§ **Set of tasks**
1. In the proteomics passage, what must distributed databases include from the outset?
2. Pick up the proteomics passage after its final sentence and continue it.

§ **Given passage**

Spots, bands and peaks. Readers could be forgiven for being hard pressed to make a connection but, to the up-and-coming biologist, resolving spots and bands on polyacrylamide gels and reading peaks from a mass spectrophotometer lie at the heart of high-throughput biology. Technology and robotics lead the protein-biology revolution and, as quantity gains credence, biologists must take control of the avalanche of information being presented.

Proteomics is defined as the identification and quantitative expression analysis of every protein encoded by a genome, characterizing protein–protein interactions and assigning these protein complexes with function. Biologists have undertaken large-scale screens to identify every protein expressed on a single chromosome and determine the complement of proteins that defines a complete biological process. But in the rush, the golden rules of biology that allow for easy comparison, exchange and verification of data are being overlooked.

Hordes of data have been analysed, but it is difficult to compare data sets because they are derived under different conditions, presented in different formats and benchmarked against different reference sets. This information must be accommodated in 'interoperable' repositories, and many databases are being set up for this purpose. This requires distributed databases from the outset that include common machine-readable tags for the species, strain or tissue used, say. By agreeing a minimal set of common standards, the proteomics community will ensure that their many databases can communicate with each other in the same language, and be queried as if they were a single resource.

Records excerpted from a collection

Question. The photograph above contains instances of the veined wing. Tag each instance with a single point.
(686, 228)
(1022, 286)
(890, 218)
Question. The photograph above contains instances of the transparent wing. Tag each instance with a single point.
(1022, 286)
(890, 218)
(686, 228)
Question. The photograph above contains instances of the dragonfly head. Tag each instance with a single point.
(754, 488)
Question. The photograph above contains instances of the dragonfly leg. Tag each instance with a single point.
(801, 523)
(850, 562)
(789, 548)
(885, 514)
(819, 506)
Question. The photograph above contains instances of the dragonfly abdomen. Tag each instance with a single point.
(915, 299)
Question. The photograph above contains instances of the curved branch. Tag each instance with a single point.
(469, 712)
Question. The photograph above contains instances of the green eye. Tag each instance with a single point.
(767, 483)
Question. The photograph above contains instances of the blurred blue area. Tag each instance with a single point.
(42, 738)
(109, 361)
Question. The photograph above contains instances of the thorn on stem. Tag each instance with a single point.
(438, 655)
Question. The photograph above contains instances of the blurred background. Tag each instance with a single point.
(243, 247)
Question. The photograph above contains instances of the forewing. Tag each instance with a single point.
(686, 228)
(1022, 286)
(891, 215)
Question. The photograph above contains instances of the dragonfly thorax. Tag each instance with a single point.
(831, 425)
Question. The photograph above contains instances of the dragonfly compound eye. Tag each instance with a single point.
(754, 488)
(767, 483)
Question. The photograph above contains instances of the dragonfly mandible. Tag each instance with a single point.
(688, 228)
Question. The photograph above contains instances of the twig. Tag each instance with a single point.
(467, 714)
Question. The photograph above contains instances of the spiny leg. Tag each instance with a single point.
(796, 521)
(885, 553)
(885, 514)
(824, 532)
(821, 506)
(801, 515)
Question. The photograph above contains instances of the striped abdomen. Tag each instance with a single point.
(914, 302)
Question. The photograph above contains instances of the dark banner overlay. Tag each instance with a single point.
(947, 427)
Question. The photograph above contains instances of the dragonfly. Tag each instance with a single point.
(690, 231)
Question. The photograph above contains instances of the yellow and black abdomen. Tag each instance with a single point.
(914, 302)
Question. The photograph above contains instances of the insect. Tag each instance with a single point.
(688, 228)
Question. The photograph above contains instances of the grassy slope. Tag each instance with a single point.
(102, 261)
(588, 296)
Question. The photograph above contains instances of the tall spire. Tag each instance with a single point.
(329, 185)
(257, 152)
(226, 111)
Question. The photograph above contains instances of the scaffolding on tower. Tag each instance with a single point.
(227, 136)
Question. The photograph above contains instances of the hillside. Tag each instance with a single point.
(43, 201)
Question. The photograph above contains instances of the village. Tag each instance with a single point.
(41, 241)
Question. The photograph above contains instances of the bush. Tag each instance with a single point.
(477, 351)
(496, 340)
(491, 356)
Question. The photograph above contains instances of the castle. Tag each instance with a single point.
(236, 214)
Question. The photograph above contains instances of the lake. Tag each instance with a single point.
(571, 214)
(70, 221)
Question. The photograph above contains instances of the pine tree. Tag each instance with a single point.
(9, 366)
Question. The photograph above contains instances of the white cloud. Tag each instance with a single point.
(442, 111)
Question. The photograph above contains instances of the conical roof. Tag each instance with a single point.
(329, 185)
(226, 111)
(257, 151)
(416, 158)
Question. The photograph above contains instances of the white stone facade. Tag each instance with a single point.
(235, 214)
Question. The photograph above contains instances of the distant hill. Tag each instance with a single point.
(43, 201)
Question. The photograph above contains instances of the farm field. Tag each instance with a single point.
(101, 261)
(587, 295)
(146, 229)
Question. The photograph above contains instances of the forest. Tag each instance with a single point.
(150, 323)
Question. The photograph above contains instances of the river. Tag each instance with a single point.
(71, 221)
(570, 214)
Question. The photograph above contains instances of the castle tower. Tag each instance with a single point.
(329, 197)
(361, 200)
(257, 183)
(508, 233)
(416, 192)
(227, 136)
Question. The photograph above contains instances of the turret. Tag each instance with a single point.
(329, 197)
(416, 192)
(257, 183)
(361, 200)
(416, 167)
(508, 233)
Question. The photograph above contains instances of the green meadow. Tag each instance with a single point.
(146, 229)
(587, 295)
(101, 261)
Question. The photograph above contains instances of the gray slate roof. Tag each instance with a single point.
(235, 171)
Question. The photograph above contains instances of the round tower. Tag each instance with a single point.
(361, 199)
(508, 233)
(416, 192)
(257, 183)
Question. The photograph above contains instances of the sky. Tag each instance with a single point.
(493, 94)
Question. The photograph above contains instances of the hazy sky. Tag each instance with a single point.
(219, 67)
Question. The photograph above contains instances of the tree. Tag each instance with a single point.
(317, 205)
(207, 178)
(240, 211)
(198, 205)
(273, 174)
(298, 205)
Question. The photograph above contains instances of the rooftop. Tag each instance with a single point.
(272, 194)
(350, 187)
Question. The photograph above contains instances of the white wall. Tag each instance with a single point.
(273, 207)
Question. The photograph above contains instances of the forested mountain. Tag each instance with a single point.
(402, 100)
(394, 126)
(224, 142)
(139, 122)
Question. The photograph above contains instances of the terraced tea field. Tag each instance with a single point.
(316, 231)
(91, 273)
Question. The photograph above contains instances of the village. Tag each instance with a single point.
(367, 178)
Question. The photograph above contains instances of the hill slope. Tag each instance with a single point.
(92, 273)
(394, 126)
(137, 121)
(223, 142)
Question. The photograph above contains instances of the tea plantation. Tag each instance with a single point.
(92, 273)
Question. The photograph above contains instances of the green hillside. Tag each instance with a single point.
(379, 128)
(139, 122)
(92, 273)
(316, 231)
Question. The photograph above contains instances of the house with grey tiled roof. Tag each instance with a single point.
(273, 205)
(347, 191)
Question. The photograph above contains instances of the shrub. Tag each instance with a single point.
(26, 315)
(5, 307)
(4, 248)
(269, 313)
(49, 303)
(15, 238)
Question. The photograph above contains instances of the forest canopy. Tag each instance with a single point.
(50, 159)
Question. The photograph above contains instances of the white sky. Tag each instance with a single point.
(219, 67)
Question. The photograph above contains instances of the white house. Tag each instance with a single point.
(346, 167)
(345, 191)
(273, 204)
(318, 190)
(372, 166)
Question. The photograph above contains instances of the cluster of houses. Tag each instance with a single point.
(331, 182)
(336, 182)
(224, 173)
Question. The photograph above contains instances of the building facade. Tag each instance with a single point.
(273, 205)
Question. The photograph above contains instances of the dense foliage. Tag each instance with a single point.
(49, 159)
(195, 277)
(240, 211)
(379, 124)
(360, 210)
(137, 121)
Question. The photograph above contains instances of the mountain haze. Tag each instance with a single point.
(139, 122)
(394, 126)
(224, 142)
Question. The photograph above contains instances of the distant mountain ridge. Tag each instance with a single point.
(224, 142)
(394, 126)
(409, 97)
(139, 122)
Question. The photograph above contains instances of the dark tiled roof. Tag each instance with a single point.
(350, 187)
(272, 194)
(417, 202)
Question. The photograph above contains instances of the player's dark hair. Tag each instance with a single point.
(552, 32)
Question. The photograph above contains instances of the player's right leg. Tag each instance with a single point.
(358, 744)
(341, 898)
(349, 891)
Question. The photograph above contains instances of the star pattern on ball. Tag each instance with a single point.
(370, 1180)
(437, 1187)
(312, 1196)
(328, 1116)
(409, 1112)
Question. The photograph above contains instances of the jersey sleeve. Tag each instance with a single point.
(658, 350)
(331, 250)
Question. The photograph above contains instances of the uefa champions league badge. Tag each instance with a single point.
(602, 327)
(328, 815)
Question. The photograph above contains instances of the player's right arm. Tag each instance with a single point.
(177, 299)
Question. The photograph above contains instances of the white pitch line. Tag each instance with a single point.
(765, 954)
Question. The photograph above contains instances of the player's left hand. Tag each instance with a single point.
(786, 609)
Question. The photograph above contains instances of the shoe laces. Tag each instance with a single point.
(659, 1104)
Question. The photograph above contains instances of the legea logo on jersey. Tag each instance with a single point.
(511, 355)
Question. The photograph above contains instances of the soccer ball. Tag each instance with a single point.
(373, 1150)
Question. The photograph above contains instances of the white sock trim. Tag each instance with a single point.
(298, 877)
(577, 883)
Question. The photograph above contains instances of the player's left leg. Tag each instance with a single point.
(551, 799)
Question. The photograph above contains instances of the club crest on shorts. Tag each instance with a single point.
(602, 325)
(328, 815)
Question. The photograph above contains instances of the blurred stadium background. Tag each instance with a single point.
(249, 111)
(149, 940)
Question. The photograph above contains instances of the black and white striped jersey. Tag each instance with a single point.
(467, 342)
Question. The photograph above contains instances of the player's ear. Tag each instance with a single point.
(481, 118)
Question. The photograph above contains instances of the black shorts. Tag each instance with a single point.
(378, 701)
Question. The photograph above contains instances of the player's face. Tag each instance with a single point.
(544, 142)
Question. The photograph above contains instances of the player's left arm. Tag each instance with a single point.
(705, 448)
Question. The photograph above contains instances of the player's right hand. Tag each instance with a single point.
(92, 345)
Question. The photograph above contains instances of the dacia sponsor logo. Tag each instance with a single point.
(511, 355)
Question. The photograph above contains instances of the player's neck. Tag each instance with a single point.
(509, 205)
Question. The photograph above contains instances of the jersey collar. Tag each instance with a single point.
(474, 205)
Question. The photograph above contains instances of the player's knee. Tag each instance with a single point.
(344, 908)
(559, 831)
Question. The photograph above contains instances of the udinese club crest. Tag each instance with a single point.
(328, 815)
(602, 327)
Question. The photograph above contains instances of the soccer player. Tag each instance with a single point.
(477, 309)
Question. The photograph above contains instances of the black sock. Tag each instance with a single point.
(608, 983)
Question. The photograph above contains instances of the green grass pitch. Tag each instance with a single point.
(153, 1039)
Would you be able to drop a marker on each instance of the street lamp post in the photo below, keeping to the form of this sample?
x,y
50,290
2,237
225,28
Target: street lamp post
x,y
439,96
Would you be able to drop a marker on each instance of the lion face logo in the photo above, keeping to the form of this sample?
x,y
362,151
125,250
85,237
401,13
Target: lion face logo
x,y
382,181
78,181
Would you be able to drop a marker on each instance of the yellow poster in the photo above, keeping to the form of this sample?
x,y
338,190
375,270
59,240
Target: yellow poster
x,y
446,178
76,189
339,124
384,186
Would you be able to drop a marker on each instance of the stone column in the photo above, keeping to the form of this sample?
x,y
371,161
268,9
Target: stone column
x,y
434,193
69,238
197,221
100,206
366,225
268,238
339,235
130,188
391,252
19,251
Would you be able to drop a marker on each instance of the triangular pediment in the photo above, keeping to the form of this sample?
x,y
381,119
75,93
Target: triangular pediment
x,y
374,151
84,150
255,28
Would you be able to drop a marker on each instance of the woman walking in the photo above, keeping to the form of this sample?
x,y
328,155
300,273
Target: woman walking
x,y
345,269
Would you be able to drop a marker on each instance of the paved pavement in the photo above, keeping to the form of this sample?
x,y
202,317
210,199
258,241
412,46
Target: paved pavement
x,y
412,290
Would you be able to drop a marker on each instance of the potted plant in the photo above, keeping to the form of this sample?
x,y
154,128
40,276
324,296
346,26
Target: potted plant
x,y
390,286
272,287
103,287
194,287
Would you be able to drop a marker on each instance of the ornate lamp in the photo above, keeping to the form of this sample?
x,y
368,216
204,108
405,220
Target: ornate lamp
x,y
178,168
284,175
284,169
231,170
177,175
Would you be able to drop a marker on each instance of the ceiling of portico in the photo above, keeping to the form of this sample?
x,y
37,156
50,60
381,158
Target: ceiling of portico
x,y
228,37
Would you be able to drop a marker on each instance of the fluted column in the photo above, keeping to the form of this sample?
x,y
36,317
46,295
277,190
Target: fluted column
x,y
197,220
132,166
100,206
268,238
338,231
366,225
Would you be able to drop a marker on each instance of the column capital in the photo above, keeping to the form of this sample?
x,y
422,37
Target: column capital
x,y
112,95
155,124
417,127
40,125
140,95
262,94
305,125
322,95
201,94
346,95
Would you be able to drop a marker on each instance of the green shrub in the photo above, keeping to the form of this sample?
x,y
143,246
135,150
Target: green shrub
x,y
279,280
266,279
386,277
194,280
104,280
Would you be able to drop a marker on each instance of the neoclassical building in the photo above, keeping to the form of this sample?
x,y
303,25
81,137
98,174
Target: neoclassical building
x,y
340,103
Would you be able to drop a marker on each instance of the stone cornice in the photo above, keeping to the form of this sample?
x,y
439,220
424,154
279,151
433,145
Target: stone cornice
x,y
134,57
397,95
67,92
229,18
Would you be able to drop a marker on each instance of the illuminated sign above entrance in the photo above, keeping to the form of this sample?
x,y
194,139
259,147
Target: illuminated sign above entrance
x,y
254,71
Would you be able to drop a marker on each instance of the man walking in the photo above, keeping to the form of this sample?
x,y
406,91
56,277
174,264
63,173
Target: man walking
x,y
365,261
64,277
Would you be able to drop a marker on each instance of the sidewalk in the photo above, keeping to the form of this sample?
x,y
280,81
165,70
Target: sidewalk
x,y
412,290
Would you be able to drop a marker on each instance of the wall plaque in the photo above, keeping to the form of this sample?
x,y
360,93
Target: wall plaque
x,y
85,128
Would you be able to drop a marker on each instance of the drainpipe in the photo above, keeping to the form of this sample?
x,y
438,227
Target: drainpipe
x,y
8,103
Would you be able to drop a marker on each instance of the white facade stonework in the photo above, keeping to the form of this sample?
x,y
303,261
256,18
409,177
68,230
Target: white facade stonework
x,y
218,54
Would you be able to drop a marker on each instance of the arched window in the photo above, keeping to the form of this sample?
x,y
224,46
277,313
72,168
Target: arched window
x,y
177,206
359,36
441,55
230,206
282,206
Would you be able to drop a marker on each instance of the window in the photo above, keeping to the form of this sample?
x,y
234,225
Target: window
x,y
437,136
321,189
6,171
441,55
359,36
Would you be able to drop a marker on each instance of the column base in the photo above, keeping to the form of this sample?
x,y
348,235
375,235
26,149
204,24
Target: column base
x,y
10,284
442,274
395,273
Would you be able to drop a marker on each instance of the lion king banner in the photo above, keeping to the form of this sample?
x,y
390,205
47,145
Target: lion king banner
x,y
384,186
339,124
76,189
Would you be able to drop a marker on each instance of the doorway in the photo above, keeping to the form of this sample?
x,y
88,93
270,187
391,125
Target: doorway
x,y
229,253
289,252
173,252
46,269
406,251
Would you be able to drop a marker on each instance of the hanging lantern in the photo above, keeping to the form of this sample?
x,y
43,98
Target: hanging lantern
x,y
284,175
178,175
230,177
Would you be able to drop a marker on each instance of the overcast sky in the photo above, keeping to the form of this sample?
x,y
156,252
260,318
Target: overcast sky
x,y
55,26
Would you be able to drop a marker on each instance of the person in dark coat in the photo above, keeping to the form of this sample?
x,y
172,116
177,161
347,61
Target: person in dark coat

§ **Answers to each task**
1. Common machine-readable tags for the species, strain or tissue used.

2.
In April this year, the Human Proteome Organisation founded the Proteomics Standards Initiative (http://psidev.sourceforge.net), which aims to define the standards required. This will be a huge challenge, not least because, as one computer scientist once quipped, “standards are so important that everyone wants their own”. But if the full promise of proteomics is to be realized, the community and the bioinformaticians that service it need to pay more attention to the often thankless task of standard setting. Only then will it be possible to find order in the labyrinth of biomolecular networks.